**WORK INSTRUCTION**
Please transcribe the listing below exactly, but only from the line containing "of the draped" through its last line.

··· DATA FOR REVIEW

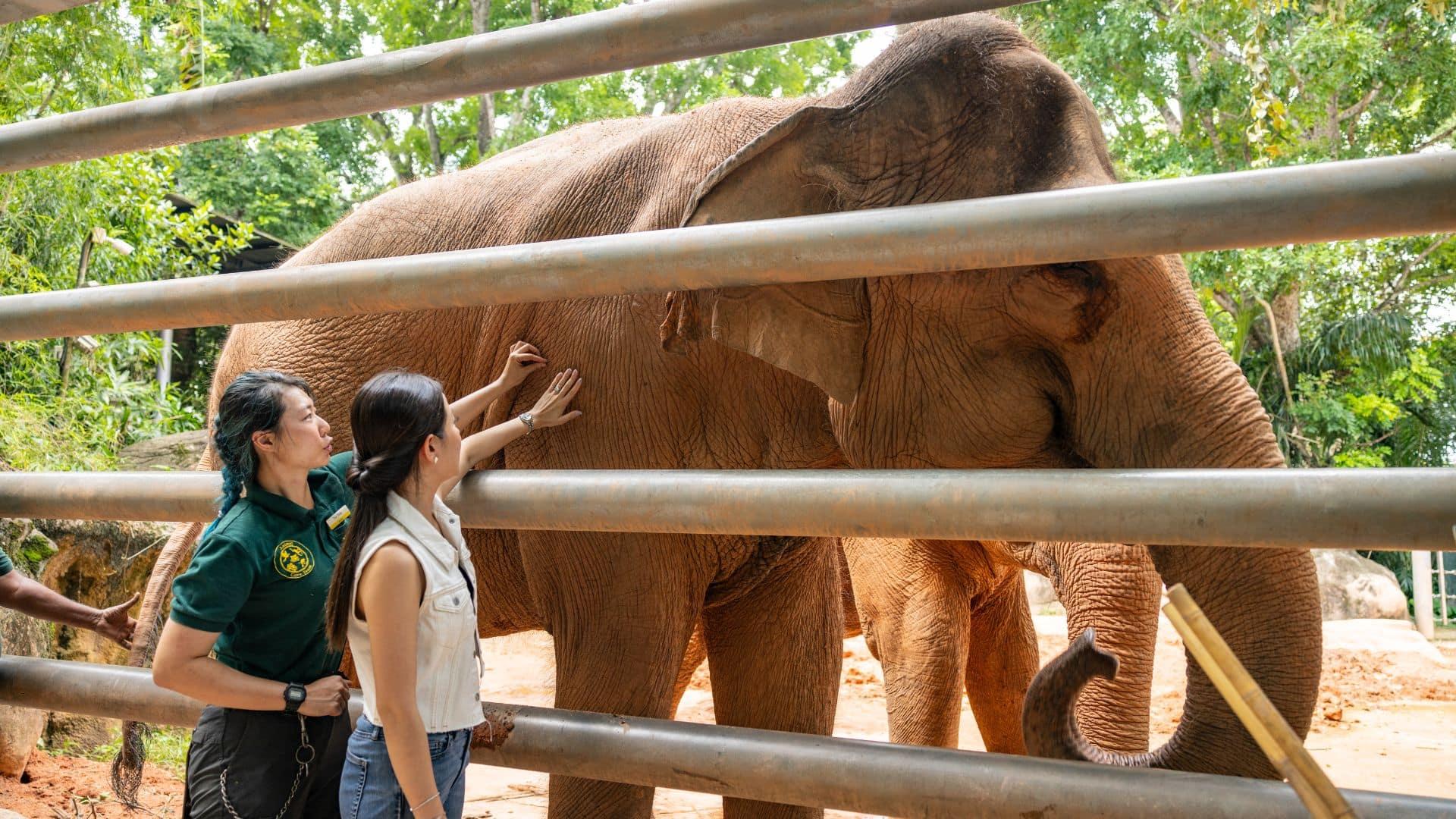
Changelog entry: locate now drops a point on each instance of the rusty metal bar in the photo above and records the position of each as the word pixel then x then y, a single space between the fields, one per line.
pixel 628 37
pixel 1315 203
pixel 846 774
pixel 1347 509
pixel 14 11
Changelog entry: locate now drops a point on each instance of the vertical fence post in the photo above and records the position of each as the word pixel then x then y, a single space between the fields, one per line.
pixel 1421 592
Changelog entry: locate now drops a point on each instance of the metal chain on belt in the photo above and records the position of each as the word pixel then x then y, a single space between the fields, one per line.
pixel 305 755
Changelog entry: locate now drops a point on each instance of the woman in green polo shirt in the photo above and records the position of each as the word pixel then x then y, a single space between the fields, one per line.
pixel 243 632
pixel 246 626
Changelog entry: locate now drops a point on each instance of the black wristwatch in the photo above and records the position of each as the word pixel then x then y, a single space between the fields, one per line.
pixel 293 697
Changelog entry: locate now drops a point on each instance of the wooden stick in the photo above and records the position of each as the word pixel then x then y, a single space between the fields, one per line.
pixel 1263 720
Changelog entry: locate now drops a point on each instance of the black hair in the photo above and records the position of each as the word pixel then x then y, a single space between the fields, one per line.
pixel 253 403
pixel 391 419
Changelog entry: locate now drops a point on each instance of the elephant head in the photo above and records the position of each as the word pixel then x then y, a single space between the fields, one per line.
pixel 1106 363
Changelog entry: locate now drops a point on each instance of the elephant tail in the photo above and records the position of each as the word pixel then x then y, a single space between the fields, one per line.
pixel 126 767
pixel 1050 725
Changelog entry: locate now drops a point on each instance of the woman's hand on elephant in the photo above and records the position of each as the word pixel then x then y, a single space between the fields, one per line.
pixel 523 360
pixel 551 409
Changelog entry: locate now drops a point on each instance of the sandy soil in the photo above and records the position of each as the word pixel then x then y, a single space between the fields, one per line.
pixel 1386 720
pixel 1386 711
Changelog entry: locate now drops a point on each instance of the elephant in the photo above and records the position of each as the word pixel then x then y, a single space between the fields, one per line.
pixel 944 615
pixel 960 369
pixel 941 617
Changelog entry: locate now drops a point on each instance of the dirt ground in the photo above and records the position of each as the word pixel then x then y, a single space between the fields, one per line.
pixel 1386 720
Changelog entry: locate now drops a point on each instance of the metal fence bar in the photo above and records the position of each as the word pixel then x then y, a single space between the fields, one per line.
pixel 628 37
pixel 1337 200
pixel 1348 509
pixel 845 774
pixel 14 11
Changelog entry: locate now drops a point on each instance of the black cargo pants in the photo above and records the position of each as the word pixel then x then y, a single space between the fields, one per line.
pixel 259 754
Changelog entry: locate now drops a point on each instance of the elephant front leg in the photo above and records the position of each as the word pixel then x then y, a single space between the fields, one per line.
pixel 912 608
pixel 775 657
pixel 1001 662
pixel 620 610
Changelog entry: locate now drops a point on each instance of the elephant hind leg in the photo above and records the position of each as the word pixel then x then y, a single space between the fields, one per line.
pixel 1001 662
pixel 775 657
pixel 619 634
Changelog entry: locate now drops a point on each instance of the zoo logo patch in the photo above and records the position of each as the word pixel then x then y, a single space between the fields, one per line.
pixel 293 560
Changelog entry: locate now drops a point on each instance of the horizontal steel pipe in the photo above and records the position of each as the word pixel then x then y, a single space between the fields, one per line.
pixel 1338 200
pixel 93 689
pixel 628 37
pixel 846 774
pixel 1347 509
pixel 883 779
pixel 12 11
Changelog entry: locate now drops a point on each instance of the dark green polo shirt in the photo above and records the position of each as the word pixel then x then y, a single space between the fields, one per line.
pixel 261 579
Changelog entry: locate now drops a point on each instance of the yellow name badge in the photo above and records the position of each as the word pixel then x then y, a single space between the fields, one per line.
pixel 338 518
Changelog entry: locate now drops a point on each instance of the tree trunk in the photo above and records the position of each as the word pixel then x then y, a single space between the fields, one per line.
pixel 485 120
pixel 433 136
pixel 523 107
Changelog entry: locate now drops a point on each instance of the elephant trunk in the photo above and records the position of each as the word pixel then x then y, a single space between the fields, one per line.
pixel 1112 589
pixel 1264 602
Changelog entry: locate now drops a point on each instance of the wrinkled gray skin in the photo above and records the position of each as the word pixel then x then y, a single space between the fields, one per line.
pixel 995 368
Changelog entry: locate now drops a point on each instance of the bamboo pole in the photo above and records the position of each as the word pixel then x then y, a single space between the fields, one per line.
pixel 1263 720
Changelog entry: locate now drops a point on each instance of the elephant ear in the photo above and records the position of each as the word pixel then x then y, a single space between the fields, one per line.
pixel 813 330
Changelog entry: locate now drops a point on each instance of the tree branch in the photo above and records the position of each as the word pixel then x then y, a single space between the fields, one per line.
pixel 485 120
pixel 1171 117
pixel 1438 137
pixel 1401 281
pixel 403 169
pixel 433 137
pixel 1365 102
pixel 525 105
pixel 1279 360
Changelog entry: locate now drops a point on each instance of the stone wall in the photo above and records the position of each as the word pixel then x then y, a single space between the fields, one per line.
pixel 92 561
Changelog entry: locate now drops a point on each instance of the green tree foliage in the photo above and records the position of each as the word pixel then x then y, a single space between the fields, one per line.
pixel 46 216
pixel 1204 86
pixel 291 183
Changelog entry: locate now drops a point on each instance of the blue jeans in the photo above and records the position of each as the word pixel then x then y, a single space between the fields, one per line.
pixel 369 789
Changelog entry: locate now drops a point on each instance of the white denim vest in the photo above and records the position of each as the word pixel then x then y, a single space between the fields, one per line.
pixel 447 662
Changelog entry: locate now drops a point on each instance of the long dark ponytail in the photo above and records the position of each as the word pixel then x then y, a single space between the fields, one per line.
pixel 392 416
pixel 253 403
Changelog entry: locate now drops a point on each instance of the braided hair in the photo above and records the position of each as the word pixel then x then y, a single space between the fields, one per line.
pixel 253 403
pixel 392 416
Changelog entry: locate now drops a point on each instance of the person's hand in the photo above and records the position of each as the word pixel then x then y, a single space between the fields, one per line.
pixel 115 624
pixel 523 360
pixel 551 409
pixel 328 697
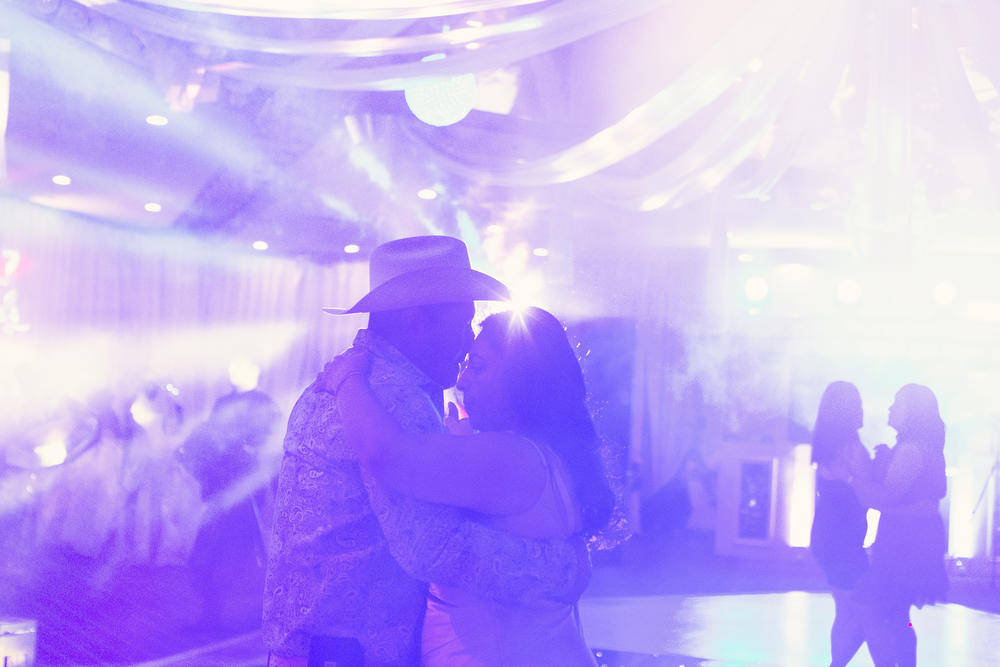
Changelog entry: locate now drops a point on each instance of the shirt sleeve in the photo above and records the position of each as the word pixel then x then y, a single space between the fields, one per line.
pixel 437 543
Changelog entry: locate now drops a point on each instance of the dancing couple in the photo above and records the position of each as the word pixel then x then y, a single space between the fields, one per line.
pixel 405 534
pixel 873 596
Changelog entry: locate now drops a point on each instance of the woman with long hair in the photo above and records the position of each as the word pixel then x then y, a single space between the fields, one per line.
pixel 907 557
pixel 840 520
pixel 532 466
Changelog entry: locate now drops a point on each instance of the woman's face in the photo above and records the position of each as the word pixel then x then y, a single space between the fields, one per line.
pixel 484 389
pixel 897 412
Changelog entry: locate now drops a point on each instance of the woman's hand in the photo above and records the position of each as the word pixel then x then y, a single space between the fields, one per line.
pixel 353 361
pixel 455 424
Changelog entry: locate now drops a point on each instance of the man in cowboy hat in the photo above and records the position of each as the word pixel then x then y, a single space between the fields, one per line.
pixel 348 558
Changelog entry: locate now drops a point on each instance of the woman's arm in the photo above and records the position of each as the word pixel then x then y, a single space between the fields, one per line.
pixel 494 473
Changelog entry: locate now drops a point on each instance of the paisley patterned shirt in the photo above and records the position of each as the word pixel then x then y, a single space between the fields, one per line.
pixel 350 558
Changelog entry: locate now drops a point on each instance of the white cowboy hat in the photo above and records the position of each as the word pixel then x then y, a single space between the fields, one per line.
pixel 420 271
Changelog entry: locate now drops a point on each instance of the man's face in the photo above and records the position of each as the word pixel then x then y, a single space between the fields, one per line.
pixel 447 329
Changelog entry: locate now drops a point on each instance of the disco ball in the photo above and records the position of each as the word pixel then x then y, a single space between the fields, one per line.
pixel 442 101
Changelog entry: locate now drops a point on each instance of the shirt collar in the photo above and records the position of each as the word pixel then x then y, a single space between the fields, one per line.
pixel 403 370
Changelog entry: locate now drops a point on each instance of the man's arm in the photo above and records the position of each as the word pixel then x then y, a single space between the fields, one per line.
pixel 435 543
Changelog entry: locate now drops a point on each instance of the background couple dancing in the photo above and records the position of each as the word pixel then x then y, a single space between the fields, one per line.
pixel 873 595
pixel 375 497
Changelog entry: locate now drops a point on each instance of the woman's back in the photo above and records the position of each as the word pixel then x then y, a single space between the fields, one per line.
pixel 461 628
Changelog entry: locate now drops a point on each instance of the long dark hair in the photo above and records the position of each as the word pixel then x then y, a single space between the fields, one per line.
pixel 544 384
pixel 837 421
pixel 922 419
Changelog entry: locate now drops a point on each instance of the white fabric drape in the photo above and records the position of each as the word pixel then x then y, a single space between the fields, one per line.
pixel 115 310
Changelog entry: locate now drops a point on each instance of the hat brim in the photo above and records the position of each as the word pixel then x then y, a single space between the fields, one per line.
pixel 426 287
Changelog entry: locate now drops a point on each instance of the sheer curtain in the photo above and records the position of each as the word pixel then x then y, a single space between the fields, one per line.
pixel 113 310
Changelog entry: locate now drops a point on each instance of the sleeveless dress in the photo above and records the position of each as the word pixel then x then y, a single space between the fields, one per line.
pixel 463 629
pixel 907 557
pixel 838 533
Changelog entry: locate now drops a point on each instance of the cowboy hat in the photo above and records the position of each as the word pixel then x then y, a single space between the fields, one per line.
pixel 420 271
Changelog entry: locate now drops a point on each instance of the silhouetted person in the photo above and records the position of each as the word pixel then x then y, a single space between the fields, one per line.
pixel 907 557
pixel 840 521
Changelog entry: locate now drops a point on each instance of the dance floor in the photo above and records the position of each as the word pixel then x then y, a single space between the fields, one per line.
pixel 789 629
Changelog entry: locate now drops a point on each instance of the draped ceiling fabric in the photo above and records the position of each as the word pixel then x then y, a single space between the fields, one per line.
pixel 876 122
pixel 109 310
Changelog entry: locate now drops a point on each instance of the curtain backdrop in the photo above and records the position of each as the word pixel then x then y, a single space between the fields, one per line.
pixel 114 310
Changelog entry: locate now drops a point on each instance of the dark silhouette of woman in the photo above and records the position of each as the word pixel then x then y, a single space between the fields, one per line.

······

**ANSWER SPACE**
Changelog entry: locate now drops a point on each instance of the draped ceiling fabric in the photo above and records the position of each as the word pixel then x then y, a single space between the fields, one per line.
pixel 876 122
pixel 109 310
Changelog entry: locate now drops a point on each instance of the curtain backdrop in the photo above and records the position of each as the word pixel then x then y, a single space between the fields, one per line.
pixel 114 310
Changelog entry: locate now drops a point on each instance of the dark silhouette of woman in the photo above and records the position of each as the word pixel then x then y, a single space between the fields, one per line.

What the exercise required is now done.